Stored data entries:
[Start of section]

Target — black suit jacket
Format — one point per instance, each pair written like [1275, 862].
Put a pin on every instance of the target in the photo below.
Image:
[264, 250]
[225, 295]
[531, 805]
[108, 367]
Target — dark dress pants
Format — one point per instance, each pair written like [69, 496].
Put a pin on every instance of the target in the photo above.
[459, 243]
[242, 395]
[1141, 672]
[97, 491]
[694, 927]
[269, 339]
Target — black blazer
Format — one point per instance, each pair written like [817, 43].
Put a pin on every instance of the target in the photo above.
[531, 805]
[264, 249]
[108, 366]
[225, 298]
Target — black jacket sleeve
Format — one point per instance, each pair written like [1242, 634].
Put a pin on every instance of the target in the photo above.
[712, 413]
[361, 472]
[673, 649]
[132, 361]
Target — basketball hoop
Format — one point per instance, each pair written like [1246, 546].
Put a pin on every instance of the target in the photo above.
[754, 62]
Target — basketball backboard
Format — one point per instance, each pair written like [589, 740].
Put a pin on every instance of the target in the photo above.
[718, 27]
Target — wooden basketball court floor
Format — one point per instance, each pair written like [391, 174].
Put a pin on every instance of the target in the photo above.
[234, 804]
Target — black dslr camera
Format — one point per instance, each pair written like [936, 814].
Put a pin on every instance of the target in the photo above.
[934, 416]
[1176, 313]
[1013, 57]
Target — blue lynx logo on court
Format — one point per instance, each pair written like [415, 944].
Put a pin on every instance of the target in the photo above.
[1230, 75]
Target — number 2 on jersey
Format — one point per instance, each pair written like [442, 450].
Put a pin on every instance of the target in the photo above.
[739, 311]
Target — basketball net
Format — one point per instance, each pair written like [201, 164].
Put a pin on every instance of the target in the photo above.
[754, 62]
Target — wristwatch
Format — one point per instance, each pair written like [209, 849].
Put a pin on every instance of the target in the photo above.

[End of section]

- **Aim of the task**
Please count the lines above that contain the word "Format", and reply with the number alone.

- **Solution for this problem**
12